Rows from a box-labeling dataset
___

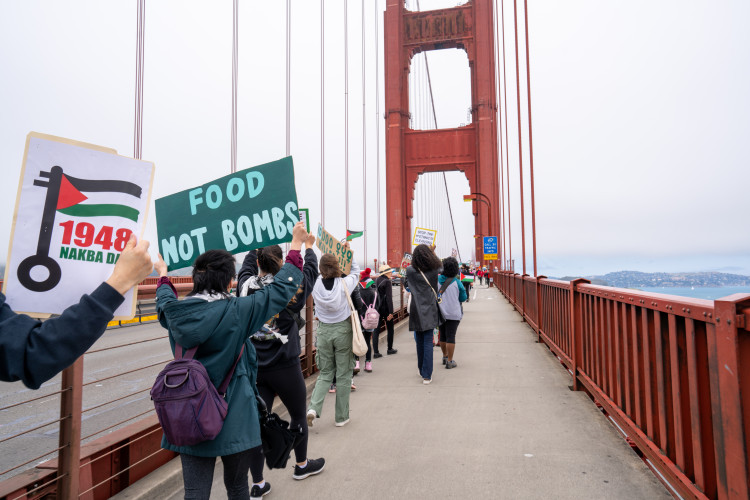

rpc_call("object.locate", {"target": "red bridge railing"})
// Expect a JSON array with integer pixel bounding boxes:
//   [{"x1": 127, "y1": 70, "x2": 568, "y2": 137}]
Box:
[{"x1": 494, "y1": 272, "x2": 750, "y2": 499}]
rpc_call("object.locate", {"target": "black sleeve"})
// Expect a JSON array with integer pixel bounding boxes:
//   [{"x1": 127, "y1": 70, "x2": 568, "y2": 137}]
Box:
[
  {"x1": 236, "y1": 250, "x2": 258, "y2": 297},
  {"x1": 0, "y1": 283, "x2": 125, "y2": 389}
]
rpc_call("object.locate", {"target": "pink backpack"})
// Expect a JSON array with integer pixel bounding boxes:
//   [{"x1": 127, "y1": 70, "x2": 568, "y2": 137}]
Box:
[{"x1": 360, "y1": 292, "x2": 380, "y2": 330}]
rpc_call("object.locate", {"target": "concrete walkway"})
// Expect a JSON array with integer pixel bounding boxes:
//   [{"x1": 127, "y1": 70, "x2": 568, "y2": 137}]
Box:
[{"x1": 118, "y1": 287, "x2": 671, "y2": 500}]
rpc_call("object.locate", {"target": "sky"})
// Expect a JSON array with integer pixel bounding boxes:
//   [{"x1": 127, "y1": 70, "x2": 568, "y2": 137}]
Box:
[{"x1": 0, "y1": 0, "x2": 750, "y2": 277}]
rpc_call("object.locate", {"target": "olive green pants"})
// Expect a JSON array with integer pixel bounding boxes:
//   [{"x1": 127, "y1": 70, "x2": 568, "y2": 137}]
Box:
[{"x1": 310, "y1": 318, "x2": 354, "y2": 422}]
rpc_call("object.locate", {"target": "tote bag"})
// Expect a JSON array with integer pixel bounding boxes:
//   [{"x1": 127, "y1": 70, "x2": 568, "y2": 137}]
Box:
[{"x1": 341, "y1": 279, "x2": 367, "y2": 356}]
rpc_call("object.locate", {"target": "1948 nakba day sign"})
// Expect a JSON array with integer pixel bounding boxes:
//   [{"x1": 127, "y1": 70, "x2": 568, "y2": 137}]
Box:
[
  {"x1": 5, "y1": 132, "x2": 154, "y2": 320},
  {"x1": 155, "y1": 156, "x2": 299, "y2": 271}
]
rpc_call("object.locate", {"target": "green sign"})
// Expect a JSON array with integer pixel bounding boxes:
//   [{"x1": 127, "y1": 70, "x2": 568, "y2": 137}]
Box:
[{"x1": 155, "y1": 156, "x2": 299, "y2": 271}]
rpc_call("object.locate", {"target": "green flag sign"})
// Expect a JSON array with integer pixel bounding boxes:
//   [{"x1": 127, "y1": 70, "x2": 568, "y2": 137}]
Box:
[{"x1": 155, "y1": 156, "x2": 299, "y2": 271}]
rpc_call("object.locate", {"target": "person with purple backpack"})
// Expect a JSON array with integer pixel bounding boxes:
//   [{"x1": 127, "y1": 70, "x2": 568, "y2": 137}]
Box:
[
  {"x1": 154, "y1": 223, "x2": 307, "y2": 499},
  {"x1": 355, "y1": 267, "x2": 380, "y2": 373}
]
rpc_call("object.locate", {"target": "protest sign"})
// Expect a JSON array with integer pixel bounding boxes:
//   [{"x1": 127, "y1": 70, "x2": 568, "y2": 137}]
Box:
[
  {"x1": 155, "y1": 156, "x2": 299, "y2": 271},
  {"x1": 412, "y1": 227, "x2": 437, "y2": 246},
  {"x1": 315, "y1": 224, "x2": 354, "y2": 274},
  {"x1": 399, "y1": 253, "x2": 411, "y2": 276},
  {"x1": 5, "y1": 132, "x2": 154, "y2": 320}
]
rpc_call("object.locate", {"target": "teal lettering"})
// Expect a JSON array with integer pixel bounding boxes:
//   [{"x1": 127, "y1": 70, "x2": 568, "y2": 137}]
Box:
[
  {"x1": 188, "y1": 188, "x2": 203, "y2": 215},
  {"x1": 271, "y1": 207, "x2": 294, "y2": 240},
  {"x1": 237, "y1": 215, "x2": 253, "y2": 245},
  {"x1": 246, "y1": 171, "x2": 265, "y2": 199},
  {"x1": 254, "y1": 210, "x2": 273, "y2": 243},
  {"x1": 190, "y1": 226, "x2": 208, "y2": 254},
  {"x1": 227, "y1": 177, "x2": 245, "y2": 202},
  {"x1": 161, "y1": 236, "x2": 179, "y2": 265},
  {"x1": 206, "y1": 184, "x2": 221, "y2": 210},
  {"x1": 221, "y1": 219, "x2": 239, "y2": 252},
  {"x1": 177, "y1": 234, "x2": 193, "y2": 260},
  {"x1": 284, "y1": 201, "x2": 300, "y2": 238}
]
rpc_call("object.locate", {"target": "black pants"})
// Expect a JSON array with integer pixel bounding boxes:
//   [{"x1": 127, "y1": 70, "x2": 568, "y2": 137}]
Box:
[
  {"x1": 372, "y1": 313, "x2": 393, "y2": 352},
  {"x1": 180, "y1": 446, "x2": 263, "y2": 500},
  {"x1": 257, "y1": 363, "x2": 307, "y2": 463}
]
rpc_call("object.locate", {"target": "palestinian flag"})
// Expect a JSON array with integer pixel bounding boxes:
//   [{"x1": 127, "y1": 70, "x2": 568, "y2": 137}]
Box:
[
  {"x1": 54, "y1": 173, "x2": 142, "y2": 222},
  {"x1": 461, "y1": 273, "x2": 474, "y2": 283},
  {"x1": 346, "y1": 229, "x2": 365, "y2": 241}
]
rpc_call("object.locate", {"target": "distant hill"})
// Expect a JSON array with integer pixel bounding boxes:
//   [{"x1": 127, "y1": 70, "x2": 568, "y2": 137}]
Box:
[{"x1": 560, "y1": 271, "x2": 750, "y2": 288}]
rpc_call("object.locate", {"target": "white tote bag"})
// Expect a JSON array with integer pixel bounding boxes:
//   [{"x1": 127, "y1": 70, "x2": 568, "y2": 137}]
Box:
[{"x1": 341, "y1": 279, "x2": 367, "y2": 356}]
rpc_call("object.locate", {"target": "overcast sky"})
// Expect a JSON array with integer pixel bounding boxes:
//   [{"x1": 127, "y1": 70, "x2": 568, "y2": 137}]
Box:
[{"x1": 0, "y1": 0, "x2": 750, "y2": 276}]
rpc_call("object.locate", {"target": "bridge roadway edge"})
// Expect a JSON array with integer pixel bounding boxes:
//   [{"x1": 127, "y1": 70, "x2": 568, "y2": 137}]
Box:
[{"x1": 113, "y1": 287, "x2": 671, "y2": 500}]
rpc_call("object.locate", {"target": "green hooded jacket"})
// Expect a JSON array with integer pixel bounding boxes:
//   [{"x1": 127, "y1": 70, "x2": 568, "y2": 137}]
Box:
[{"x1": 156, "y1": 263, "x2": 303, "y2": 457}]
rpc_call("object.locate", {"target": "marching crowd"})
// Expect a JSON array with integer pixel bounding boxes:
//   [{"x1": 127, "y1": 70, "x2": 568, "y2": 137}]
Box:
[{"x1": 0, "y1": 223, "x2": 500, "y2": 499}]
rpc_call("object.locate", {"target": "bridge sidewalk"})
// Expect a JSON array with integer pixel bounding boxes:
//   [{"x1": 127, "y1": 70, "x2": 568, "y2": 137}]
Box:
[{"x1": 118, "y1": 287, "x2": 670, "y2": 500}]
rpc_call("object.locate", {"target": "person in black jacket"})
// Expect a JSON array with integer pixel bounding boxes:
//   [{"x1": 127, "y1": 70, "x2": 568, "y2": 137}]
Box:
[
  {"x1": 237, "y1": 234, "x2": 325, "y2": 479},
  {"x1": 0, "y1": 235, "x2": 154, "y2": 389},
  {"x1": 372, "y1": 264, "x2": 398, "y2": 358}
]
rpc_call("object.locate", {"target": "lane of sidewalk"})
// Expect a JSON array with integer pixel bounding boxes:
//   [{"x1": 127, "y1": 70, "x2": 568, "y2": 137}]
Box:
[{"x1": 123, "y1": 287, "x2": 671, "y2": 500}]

___

* _WHAT THE TASK ASKS_
How many lines in the data above contain the string "flag"? Reply with the number only.

* _THE COMPLETED TASK_
2